▶ [Prompt A] In the Nostrum statement, write out the stretch from "In response to" through "in the LTIP." again, putting "independent directors" in place of "non-executive directors" each time it appears.

▶ [Quoted text]

[Begin]

TIDMNOG
RNS Number : 0644J
Nostrum Oil & Gas PLC
30 November 2018
NOT FOR RELEASE, PUBLICATION OR DISTRIBUTION, IN WHOLE OR IN
PART, IN, INTO OR FROM ANY JURISDICTION WHERE TO DO SO WOULD
CONSTITUTE A VIOLATION OF THE RELEVANT LAWS OF THAT
JURISDICTION
London, 30 November 2018
Further statement in relation to AGM vote on Directors'
Remuneration Report and Remuneration Policy
Nostrum Oil & Gas PLC (LSE: NOG) ("Nostrum", or "the
Company"), an independent oil and gas company engaging in the
production, development and exploration of oil and gas in the
pre-Caspian Basin, today issues a further statement in relation to
AGM vote on Directors' Remuneration Report and Remuneration
Policy.
In the 2018 AGM results announcement, the Board of Directors of
Nostrum Oil & Gas PLC ("Nostrum", or "the Company") noted that
all resolutions were passed with the requisite majority, although
there was a significant minority vote against approval of the
directors' remuneration report (24.83%) and remuneration policy
(34.51%).
In response to feedback received from shareholders and
shareholder advisory bodies prior to the AGM regarding the
remuneration report and remuneration policy, as previously
announced the Company's non-executive directors who had been
granted awards under the Company's Long-Term Incentive Plan
("LTIP") agreed to renounce such awards and agreed that they will
not accept any future LTIP awards from the Company.
Following the AGM Nostrum's Board and Remuneration Committee
continued their consultations with shareholders and have discussed
at length the views of shareholders in relation to these two items.
The main themes expressed by some shareholders and shareholder
advisers during the engagement process in relation to the
remuneration report and remuneration policy were:
-- That non-executive directors should not be eligible for participation in the LTIP.

[End]

▶ [Data for the task]
[Begin]

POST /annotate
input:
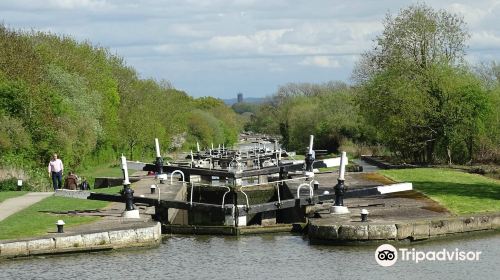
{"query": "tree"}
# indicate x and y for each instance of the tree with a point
(414, 87)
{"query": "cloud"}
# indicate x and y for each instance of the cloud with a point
(219, 47)
(321, 61)
(79, 4)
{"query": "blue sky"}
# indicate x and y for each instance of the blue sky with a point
(219, 48)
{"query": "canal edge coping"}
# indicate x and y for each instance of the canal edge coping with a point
(412, 230)
(83, 242)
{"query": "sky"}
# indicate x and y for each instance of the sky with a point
(219, 47)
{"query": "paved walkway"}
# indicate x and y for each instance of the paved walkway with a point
(16, 204)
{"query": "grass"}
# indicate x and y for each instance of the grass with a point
(10, 194)
(32, 221)
(106, 170)
(110, 190)
(459, 192)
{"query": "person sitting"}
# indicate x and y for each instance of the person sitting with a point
(71, 181)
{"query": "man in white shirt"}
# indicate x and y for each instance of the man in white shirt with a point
(56, 170)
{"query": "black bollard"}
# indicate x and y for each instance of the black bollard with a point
(128, 194)
(364, 215)
(315, 185)
(309, 162)
(60, 226)
(159, 168)
(339, 193)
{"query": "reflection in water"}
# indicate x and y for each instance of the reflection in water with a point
(256, 257)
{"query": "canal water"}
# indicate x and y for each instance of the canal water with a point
(259, 257)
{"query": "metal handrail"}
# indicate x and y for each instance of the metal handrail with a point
(311, 192)
(279, 181)
(224, 196)
(172, 176)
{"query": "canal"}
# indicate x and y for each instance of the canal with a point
(281, 256)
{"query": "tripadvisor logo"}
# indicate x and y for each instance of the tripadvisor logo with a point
(387, 255)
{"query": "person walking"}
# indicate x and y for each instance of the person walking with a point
(71, 182)
(56, 170)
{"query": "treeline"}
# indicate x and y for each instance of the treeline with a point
(414, 97)
(58, 95)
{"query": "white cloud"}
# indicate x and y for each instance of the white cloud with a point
(79, 4)
(216, 46)
(321, 61)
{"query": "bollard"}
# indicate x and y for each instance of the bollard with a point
(315, 185)
(309, 160)
(128, 194)
(340, 187)
(364, 215)
(339, 193)
(60, 226)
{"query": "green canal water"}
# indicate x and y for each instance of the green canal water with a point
(259, 257)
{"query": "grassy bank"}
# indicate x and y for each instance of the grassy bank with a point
(10, 194)
(458, 191)
(39, 218)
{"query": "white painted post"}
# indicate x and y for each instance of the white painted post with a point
(311, 140)
(343, 163)
(157, 145)
(125, 171)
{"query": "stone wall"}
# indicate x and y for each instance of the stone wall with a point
(113, 239)
(408, 230)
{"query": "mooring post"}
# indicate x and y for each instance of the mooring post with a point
(309, 160)
(128, 193)
(159, 163)
(339, 189)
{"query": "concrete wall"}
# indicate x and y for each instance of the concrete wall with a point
(113, 239)
(411, 230)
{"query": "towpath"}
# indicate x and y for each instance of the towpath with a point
(16, 204)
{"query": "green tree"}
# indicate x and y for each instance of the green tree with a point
(414, 88)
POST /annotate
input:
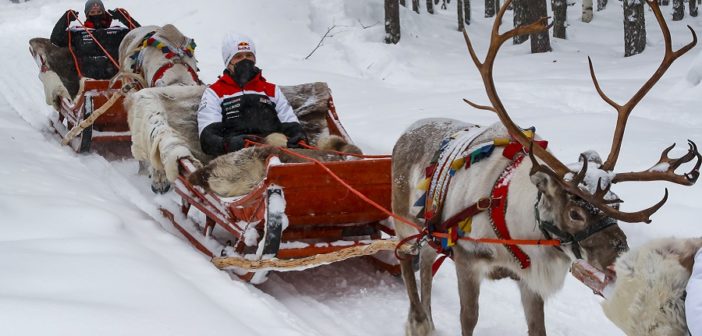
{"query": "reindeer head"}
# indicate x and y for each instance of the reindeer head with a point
(576, 205)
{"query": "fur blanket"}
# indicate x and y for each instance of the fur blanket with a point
(151, 59)
(648, 297)
(237, 173)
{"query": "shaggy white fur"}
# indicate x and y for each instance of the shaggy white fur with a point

[End]

▶ [Prompt B] Copy every line of the records that contains the string "canal", matching its case exactly.

▶ [Correct answer A]
In response to feedback received from shareholders and
shareholder advisory bodies prior to the AGM regarding the
remuneration report and remuneration policy, as previously
announced the Company's independent directors who had been
granted awards under the Company's Long-Term Incentive Plan
("LTIP") agreed to renounce such awards and agreed that they will
not accept any future LTIP awards from the Company.
Following the AGM Nostrum's Board and Remuneration Committee
continued their consultations with shareholders and have discussed
at length the views of shareholders in relation to these two items.
The main themes expressed by some shareholders and shareholder
advisers during the engagement process in relation to the
remuneration report and remuneration policy were:
-- That independent directors should not be eligible for participation in the LTIP.

▶ [Correct answer B]
{"query": "canal edge coping"}
# indicate x and y for each instance of the canal edge coping with a point
{"query": "canal water"}
# indicate x and y for each instance of the canal water with a point
{"query": "canal"}
# indicate x and y for each instance of the canal with a point
{"query": "green canal water"}
# indicate x and y for each instance of the green canal water with a point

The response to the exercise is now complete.